Task set:
**A.** Name every official identified by name in the article on Newark's lead crisis.
**B.** In the article on Newark's lead crisis, how many lead service lines is the $120 million bond meant to replace?
**C.** Shorten the paragraph of the article on Newark's lead crisis that begins "On October 2, Newark's Democratic Mayor" to two or three sentences, keeping its main facts.

──────── Reading text ────────

Newark and New Jersey officials continue to dissemble about statewide lead poisoning crisis

Earlier this month, the results of testing conducted in Newark, New Jersey’s public schools in August 2018 were released, showing that seven schools have lead-contaminated water. These results were released as the result of a public records request by WNYC/Gothamist; the city government of Newark did not post the results on its website, a violation of state rules.

Lead is a deadly neurotoxin, which has especially harmful effects on children because it impairs neural development, which may impact learning, delay growth and cause hearing loss. There is no safe level of lead consumption, and the federal standard of 15 parts per billion, which is being used by Newark as a measure of whether water is safe to consume or not, is still a dangerously high amount, according to experts.

Just last month, Newark’s Superintendent of Schools, Roger Leon, said in a local radio talk show interview that “we have information that is clearly indicating that the water sources that our students are being provided is safe for them to drink.” Kareem Adeem, the city’s Water Department Director, said in a town hall meeting earlier this month, “The schools [do] independent testing and they post that testing on their website. They don’t have lead in the schools.”

This amounts to an admission that, for over a year, testing results showing that lead contamination is possibly poisoning children in their schools were suppressed by city officials.

On October 2, Newark’s Democratic Mayor Ras Baraka held a “State of the Water” town hall meeting at the New Jersey Performing Arts Center, to declare that recent testing released by the city found 97 percent of water filters it distributed last year to be effective in filtering out lead. The details of this study, however, have yet to be released to the public, and the claim is especially dubious given the inadequate instructions and support for filter installation provided to residents. As a result of the study, the city has ceased its distribution of bottled water.

Baraka had the gall to defend the city’s management of the ongoing lead crisis, stating, “I will never concede that we allowed people to drink lead coming from the water without telling them.” He was joined on stage by health officials, including State Department of Environmental Protection Commissioner Catherine McCabe, who praised Baraka’s response, wishing that other systems were “as responsive” as Newark.

If Newark is to be categorized as “responsive” to its water crisis, then this paints a bleak picture for water contamination in the rest of the state and across the US. When the news broke that Newark public schools’ drinking water was tainted with lead in 2016 (after an earlier instance in 2011), Baraka wrote a letter to residents insisting, “WATER IN NEWARK HOMES AND BUSINESSES IS SAFE and you should in no way alter the ways you consume or use it in your daily regimen.” A subsequent study by the engineering firm CDM Smith revealed this to be false, and further proved that over 70 percent of households in the city had lead-tainted water.

It was only after the federal Environmental Protection Agency stepped in that Newark finally began, in August of this year, to distribute two dozen cases of bottled water per week to resident households who were deemed eligible. However, even this response ignored most of the residents with lead-contaminated water, and did not provide enough water for the drinking needs of a single adult male, let alone an entire household.

Years of criminal mismanagement of the lead crisis were beginning to foment popular opposition in the form of protests and explosive town halls, which led city and state officials to quickly pass a $120 million bond funding for the replacement of the 18,000 lead service lines in Newark.

Newark residents, however, did not get a chance to view the details of the bond, which have yet to be released, and the plan will do nothing to replace lead pipes in housing units themselves, which is a major source of lead contamination in Newark homes.

──────── Entries provided ────────

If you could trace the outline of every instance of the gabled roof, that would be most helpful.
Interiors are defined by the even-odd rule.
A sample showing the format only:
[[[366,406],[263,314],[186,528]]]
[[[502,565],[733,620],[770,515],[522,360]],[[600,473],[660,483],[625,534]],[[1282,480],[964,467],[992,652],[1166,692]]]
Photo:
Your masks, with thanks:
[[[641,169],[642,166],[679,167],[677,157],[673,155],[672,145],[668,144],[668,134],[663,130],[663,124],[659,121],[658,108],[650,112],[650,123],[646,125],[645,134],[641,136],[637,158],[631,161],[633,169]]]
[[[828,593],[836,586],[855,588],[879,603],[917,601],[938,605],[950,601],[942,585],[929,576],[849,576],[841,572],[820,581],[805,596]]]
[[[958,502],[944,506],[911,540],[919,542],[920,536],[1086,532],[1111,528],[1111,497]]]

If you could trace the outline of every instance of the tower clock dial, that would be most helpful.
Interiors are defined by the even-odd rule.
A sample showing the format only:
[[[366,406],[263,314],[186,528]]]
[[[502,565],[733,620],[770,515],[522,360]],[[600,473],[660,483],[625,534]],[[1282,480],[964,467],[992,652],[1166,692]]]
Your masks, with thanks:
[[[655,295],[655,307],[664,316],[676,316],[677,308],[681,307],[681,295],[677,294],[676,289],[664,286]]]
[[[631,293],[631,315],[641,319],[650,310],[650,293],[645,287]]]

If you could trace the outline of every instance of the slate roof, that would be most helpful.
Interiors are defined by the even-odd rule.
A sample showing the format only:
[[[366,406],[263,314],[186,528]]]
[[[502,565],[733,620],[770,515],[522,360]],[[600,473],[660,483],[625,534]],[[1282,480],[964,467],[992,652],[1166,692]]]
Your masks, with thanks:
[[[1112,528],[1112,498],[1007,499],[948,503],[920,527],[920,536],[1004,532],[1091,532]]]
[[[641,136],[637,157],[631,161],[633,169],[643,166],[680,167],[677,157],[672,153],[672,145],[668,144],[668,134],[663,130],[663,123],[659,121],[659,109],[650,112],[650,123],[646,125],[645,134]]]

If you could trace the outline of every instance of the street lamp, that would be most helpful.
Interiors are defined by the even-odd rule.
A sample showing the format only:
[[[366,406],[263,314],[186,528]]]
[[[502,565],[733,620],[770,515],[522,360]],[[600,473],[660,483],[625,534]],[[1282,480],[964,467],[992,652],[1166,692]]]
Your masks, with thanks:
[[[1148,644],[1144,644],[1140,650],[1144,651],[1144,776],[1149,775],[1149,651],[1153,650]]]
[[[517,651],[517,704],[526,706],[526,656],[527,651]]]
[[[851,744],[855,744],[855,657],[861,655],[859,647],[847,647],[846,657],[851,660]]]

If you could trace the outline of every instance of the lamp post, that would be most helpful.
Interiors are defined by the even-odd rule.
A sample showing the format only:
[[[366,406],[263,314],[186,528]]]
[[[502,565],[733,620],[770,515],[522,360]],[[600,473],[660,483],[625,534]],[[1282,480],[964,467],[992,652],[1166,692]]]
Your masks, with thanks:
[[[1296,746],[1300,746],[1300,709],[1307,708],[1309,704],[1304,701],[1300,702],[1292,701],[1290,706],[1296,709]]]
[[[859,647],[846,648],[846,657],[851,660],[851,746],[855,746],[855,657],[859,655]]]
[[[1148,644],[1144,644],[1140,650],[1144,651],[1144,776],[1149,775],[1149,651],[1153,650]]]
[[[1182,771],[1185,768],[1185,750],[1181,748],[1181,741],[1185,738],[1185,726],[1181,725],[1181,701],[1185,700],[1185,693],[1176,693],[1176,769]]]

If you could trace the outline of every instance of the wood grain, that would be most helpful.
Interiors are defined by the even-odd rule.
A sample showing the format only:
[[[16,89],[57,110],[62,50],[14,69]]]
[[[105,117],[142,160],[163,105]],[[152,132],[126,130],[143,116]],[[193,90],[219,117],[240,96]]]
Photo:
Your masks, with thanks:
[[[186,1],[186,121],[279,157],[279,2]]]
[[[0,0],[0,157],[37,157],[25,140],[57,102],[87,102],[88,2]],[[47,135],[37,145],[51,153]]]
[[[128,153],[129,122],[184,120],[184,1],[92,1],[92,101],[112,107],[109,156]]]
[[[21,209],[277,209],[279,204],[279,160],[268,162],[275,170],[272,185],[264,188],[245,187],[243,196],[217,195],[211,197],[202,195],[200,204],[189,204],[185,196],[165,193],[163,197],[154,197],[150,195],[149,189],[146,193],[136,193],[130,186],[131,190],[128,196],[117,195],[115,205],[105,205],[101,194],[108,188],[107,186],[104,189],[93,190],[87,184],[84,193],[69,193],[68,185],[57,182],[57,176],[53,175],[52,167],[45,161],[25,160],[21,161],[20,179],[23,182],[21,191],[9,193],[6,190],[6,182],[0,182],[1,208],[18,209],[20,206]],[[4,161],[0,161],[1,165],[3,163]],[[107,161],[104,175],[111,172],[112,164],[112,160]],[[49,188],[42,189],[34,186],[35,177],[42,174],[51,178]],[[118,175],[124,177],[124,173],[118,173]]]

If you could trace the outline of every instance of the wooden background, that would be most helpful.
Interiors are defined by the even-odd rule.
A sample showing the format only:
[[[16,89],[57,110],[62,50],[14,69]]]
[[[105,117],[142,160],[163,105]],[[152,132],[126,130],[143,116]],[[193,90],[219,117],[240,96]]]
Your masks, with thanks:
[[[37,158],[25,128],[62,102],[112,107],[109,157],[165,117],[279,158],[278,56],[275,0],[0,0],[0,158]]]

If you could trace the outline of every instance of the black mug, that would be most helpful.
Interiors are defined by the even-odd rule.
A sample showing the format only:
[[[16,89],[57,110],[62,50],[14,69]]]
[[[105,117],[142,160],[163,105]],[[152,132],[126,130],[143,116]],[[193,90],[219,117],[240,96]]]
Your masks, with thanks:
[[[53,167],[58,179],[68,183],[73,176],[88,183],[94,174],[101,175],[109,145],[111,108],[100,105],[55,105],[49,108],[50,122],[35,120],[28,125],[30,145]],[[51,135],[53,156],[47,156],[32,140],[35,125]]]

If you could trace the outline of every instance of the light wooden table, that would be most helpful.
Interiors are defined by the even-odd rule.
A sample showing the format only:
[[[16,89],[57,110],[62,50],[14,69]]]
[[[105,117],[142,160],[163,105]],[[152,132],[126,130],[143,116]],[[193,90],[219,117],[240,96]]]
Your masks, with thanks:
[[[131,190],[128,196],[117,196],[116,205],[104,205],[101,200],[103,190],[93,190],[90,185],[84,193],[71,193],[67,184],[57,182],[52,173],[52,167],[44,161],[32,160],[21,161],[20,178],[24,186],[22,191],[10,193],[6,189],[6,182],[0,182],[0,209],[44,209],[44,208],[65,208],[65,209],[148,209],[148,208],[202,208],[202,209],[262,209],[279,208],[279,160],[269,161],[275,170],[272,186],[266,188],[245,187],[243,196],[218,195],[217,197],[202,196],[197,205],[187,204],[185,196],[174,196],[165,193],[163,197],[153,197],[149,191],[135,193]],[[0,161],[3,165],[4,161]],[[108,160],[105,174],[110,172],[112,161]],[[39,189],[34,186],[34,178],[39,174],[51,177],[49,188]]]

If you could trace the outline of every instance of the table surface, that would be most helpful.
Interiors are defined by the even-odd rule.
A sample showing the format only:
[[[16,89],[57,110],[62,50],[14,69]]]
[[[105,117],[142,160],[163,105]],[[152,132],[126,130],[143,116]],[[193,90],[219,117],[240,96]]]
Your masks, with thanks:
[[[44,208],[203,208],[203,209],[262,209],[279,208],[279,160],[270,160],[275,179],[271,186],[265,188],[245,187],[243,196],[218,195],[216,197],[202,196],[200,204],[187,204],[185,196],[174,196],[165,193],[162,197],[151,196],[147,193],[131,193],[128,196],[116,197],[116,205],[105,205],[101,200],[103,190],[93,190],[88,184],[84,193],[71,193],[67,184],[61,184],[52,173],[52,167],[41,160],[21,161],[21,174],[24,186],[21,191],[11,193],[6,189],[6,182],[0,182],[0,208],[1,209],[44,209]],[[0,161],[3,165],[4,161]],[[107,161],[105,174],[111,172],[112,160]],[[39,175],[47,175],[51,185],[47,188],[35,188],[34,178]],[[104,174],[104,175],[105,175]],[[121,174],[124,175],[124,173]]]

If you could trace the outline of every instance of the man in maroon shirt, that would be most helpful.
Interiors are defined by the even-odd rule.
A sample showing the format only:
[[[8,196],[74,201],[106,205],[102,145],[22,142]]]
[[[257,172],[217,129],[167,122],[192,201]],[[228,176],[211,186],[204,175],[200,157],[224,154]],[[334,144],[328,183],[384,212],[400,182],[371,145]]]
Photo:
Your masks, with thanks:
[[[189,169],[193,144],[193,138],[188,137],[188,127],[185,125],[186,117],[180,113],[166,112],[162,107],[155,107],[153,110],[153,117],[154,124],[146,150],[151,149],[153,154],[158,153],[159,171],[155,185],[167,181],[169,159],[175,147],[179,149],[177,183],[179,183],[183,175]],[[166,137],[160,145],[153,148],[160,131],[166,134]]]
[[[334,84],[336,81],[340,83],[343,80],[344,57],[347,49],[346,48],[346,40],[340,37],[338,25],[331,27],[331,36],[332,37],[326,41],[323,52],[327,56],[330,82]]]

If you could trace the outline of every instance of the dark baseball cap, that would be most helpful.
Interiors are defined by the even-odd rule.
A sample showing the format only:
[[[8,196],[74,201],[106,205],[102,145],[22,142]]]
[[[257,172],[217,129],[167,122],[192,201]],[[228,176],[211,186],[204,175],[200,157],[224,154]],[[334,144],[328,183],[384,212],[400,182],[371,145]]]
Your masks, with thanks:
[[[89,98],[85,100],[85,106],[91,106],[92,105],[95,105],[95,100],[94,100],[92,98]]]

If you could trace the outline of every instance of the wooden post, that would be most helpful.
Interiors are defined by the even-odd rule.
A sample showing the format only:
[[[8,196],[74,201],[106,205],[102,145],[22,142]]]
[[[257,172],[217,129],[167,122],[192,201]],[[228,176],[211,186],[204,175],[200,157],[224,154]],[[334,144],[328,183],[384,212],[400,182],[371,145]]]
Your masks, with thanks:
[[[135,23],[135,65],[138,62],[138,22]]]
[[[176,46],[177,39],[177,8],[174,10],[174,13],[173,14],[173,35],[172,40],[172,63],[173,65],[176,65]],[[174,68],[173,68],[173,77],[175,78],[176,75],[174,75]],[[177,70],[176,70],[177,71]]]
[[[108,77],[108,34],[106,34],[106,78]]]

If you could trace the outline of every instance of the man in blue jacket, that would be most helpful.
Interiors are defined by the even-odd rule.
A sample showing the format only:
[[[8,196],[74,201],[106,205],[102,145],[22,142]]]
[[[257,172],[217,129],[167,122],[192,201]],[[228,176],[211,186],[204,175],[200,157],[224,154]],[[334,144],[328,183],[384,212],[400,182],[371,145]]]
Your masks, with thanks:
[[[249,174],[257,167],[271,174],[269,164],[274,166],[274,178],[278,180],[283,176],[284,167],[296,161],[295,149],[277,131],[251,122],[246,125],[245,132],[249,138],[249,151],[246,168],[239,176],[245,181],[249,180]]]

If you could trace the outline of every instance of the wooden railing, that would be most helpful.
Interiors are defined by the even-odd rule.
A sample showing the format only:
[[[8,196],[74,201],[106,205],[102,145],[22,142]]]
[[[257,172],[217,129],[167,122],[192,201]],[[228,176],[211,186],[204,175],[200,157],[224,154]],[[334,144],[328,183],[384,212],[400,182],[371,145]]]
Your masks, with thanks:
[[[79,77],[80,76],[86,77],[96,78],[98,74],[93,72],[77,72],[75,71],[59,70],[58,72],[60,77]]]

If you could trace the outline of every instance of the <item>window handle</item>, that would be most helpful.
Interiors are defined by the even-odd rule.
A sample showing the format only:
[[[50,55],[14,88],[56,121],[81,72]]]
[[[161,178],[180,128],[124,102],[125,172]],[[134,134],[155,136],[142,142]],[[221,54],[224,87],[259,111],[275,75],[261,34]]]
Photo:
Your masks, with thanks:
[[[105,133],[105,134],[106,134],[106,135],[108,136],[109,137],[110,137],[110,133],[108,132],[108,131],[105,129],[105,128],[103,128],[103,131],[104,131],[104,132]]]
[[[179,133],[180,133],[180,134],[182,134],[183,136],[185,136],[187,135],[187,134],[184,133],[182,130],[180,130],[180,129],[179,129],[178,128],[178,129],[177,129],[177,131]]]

────────

Solved tasks:
**A.** Roger Leon, Kareem Adeem, Ras Baraka, Catherine McCabe

**B.** 18,000

**C.** On October 2, Mayor Ras Baraka held a "State of the Water" town hall at the New Jersey Performing Arts Center and claimed that city testing showed 97 percent of the water filters distributed last year were effective against lead. The study's details have not been made public, and the claim is doubtful given the poor installation instructions and support residents received. Based on the study, the city stopped distributing bottled water.